▶ [RECORD EXCERPTS]
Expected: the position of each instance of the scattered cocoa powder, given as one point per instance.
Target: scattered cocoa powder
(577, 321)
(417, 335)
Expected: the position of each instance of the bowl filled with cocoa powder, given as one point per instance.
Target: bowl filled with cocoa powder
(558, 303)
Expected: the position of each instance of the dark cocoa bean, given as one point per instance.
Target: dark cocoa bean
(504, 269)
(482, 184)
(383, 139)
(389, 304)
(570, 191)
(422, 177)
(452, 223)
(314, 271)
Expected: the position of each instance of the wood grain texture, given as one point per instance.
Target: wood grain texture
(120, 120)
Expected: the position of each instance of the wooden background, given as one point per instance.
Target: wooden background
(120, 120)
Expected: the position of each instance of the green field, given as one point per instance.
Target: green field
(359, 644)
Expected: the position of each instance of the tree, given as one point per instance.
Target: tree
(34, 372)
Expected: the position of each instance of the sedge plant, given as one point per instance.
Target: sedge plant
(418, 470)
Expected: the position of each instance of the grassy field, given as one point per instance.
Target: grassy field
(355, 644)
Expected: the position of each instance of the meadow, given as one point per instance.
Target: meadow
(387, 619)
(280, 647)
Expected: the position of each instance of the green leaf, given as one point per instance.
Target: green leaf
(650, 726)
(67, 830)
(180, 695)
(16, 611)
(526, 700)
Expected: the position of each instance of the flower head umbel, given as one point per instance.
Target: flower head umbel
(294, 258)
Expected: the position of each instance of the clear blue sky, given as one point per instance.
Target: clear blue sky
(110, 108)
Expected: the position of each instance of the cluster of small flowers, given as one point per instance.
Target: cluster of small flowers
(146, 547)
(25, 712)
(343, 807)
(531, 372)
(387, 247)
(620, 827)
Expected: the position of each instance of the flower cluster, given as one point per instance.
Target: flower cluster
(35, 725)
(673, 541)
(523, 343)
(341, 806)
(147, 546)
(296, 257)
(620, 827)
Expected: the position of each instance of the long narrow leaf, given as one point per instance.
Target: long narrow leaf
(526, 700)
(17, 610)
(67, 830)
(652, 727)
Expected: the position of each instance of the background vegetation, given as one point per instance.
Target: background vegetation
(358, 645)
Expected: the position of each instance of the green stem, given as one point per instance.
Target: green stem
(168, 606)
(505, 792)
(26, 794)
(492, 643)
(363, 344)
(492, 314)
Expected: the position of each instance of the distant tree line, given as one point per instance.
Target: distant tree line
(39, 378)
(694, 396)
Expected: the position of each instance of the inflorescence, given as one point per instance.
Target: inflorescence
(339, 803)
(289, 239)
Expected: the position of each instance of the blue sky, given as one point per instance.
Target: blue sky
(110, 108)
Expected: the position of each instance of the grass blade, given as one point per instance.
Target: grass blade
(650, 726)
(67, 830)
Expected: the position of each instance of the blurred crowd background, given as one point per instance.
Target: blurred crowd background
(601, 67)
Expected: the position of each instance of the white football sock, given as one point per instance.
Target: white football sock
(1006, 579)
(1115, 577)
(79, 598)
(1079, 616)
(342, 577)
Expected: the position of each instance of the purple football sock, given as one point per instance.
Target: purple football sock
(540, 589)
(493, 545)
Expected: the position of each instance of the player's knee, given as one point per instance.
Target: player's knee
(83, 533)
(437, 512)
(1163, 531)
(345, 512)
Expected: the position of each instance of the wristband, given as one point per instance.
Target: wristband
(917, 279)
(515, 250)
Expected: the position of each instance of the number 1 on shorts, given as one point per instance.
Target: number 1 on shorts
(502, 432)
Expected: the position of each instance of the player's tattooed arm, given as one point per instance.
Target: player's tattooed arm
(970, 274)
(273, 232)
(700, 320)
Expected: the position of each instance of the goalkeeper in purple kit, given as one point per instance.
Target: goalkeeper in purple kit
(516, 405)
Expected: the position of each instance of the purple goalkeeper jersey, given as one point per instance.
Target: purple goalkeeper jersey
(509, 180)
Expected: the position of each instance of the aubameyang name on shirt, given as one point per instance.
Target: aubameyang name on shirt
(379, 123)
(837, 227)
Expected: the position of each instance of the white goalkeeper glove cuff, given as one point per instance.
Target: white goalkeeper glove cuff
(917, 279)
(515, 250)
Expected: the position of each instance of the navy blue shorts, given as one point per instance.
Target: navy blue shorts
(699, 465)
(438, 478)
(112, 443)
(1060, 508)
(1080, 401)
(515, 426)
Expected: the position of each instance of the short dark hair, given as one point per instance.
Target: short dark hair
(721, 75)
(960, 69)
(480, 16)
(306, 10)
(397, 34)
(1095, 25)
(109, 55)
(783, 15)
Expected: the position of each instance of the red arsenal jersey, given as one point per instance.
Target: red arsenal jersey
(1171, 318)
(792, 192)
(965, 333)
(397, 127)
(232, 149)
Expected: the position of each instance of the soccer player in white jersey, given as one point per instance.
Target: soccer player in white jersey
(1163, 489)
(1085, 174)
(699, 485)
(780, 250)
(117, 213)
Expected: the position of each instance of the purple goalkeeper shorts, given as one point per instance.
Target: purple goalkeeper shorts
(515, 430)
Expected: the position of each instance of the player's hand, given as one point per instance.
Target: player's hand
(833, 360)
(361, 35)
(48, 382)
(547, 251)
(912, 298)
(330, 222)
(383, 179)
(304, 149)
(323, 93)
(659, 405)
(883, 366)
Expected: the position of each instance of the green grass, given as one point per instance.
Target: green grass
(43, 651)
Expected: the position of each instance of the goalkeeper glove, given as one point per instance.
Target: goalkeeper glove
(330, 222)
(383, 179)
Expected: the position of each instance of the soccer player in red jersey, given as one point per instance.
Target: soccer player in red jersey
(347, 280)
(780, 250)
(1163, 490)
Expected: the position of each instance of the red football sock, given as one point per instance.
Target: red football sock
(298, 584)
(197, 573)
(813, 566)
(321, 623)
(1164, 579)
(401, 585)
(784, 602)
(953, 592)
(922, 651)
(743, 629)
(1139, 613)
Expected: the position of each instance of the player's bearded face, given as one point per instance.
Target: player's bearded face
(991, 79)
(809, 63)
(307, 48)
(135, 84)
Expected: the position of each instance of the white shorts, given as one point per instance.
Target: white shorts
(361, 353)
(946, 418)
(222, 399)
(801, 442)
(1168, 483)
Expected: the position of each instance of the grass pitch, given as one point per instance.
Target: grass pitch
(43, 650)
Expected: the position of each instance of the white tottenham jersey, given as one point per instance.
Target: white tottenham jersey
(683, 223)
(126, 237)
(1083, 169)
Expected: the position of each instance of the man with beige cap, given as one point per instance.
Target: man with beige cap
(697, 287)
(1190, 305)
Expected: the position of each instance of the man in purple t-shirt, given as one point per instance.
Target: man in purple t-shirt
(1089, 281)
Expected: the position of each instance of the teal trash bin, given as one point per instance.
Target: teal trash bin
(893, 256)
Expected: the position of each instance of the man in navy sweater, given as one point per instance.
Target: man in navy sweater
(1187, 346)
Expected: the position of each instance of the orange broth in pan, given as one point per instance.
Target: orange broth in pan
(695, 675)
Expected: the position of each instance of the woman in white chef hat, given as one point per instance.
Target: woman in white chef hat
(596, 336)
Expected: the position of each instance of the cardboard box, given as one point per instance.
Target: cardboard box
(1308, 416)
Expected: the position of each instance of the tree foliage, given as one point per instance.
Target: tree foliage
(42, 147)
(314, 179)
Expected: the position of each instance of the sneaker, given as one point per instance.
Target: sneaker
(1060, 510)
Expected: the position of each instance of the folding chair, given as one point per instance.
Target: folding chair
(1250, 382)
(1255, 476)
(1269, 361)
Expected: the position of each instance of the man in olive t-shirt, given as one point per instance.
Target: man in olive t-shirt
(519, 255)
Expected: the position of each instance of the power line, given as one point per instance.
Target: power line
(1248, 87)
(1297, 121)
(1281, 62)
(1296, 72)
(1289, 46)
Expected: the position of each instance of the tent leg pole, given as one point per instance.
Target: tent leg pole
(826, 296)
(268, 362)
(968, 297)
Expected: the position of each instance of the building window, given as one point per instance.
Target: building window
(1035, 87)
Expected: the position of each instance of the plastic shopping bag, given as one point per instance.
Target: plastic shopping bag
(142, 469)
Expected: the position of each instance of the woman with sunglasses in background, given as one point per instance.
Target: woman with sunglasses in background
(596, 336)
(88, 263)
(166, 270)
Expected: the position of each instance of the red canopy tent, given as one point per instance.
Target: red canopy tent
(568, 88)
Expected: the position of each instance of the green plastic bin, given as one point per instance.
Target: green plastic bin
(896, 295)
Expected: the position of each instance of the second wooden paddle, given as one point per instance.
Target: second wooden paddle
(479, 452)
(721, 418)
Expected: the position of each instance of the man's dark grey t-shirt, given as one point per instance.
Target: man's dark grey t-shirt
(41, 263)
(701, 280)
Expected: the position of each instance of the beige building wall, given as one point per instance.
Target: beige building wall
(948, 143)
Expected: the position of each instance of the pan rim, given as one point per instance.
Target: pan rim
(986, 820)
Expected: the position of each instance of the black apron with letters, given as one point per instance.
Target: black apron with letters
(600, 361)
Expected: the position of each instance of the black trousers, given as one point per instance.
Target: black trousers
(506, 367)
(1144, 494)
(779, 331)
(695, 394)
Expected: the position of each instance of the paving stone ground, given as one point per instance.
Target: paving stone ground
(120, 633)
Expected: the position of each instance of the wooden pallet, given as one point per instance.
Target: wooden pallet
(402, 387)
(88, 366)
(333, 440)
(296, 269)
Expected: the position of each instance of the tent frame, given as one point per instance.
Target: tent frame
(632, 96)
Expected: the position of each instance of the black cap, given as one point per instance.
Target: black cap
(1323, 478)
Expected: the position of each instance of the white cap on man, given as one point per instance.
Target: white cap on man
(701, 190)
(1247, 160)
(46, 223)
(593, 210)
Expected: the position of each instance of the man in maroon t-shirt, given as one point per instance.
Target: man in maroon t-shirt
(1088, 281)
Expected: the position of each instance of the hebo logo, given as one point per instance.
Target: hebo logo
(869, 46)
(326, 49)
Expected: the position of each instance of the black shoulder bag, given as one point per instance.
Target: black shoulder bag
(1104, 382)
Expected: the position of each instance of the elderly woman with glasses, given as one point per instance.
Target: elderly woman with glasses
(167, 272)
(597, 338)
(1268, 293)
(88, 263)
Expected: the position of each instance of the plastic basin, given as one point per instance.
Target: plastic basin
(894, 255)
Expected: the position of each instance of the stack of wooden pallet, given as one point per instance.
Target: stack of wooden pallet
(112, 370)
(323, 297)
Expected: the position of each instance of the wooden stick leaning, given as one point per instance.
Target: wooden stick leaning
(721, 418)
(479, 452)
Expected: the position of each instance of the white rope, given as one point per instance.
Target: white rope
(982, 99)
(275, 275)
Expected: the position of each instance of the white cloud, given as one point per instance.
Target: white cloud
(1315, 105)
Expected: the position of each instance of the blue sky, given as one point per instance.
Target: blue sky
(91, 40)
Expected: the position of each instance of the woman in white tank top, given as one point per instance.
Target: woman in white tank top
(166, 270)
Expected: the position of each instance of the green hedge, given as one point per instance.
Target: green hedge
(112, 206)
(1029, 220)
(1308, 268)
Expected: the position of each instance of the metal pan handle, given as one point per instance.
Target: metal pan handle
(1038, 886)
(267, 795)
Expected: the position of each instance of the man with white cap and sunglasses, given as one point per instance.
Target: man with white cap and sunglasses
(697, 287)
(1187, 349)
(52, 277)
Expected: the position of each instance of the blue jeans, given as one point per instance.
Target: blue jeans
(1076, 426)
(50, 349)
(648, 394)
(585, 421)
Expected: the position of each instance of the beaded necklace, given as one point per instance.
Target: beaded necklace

▶ [STATED GOAL]
Each line from the one containing "Expected: the position of each instance of the wooden stick" to the final line of the entries above must be returned exactly, and no other line may appear.

▶ [ANSWER IN FULL]
Expected: the position of each instance of the wooden stick leaning, given as one point per instance.
Target: wooden stick leaning
(721, 418)
(479, 452)
Expected: the position of each instance of the white rope, given as one point per instance.
Target: white rope
(982, 99)
(275, 275)
Expected: the position of each instance of the white cloud, given as one point per instance.
Target: white cloud
(1315, 105)
Expected: the position of each instance of the blue sky, given as one point per instance.
Target: blue sky
(91, 40)
Expected: the position of each instance of the woman in white tank top, given as one point per instance.
Target: woman in white tank top
(166, 270)
Expected: the position of each instance of the green hedge, given as one point per instance.
Target: green hedge
(112, 206)
(1029, 220)
(1308, 268)
Expected: the position of each instance of the metal pan handle, given as one point per instance.
Target: metal pan handle
(1038, 886)
(267, 795)
Expected: the position of each instance of the man with white cap and sunglasses, given as one point per instance.
Target: man with white cap and sunglasses
(697, 287)
(1187, 349)
(52, 277)
Expected: the position of each instance of the blue jeans, given as one point per instance.
Target: blue jeans
(1076, 426)
(50, 349)
(648, 394)
(585, 421)
Expected: the position of each instance of the beaded necklace, given as one point per instance.
Target: beaded necklace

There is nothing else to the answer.